(Lines from a point labeling set)
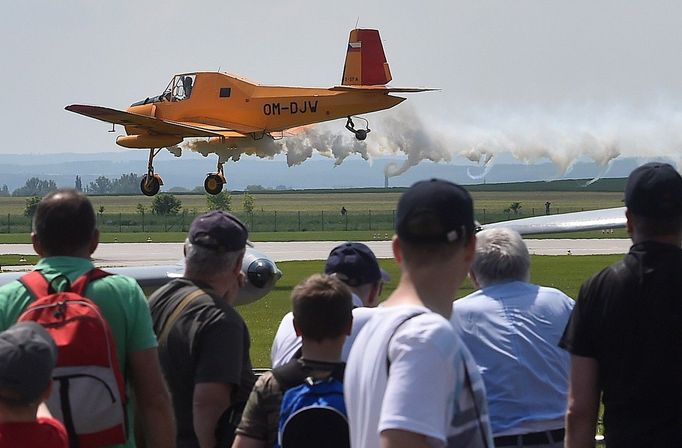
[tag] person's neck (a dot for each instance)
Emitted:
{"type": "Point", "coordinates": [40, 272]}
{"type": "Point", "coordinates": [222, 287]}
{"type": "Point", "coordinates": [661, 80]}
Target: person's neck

Task to carry out: Can you give the lines above again word for word, leaving the picture out of your answer?

Solution to this problem:
[tag] person's neck (a dot for each instance)
Emitted:
{"type": "Point", "coordinates": [40, 272]}
{"type": "Point", "coordinates": [222, 287]}
{"type": "Point", "coordinates": [661, 80]}
Target: person's neck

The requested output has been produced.